#### PROBLEMA PROPOSTO A:
Reproduza sem alterações as linhas da listagem, desde a linha que contém "point: hockey player" até o fim da listagem.

#### TRECHO DA PÁGINA:
↓

Algumas apontam para o compromisso da LCWR em manter o diálogo junto às autoridades vaticanas longe da imprensa. Elas acreditam que isto tem dado certo.
É de se perguntar, todavia, sobre se as opiniões do Vaticano teriam mudado caso não houvesse ocorrido um forte clamor por parte dos leigos – uma resposta que apenas aconteceu porque a investigação era pública. E se as coisas estão indo tão bem desta vez, por que não falar sobre elas?
Betty Thompson, participante do grupo Solidarity With Sisters, de apoio às irmãs, disse que não devemos nos surpreender com o fato de as irmãs não estarem falando sobre o tema publicamente.
“Quando o Vaticano levanta questões ‘internas na Igreja’, as religiosas parecem levar este fato para dentro de sua contemplação e discernimento individual e comunitário costumeiro; elas ponderam sobre como a resposta delas em si pode ser um aspecto do seu ministério evangélico”, disse Thompson. “Até agora, elas continuam escolhendo o diálogo silencioso, que tem o potencial de transformar. Elas continuam recusando o confronto. Descobriram que uma atmosfera de confiança é importante para deixar todos trabalharem com honestidade e estarem abertos à graça (...) Elas preferem usar a presença pública que têm para se dedicar a questões como o cuidado da criação, o tráfico humano, a reforma imigratória e o chamado ao discurso público civil”.

↑

#### PROBLEMA PROPOSTO B:
Segundo Thompson no trecho da página, a que questões as irmãs preferem dedicar a presença pública que têm? Liste todas.

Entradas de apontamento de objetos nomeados
↓

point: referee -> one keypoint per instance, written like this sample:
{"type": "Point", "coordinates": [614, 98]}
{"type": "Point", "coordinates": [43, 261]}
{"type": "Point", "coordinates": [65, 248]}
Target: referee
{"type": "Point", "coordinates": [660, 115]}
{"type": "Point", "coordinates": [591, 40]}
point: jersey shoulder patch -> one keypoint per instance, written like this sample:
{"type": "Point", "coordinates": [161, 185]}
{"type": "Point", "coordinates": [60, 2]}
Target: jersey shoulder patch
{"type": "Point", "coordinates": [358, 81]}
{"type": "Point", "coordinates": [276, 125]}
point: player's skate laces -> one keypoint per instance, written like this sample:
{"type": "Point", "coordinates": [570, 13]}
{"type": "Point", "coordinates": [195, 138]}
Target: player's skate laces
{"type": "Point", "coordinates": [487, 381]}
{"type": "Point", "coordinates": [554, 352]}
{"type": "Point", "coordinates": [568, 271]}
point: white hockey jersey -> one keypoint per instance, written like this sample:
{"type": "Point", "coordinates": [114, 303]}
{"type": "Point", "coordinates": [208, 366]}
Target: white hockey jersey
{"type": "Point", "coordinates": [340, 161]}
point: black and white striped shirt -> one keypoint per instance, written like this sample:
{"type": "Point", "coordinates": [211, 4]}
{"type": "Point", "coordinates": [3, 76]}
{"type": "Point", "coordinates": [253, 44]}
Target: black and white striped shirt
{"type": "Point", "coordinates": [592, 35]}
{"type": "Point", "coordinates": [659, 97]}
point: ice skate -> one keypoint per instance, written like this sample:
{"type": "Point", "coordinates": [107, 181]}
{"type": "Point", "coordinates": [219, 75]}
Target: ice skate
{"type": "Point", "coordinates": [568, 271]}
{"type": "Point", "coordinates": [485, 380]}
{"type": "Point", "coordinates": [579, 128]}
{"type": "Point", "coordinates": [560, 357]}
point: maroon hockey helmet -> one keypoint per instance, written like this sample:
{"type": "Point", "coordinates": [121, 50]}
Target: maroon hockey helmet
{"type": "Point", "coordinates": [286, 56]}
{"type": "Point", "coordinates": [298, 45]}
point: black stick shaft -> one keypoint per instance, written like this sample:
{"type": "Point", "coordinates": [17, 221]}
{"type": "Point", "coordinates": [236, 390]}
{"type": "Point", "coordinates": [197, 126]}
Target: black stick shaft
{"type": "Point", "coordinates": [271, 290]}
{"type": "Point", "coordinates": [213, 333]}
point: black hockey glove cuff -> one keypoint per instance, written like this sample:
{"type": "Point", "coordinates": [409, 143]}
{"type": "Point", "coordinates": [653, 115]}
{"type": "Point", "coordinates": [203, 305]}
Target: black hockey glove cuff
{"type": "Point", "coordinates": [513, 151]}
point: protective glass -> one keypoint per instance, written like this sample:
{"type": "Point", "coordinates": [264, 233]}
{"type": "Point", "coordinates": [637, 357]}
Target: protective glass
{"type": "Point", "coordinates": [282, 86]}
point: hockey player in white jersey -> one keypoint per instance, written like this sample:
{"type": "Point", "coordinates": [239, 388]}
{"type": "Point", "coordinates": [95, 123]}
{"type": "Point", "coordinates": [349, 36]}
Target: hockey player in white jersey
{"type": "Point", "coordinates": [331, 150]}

↑

#### RESULTADO FINAL A:
point: hockey player in white jersey -> one keypoint per instance, written like this sample:
{"type": "Point", "coordinates": [239, 388]}
{"type": "Point", "coordinates": [95, 123]}
{"type": "Point", "coordinates": [349, 36]}
Target: hockey player in white jersey
{"type": "Point", "coordinates": [331, 150]}

#### RESULTADO FINAL B:
- o cuidado da criação
- o tráfico humano
- a reforma imigratória
- o chamado ao discurso público civil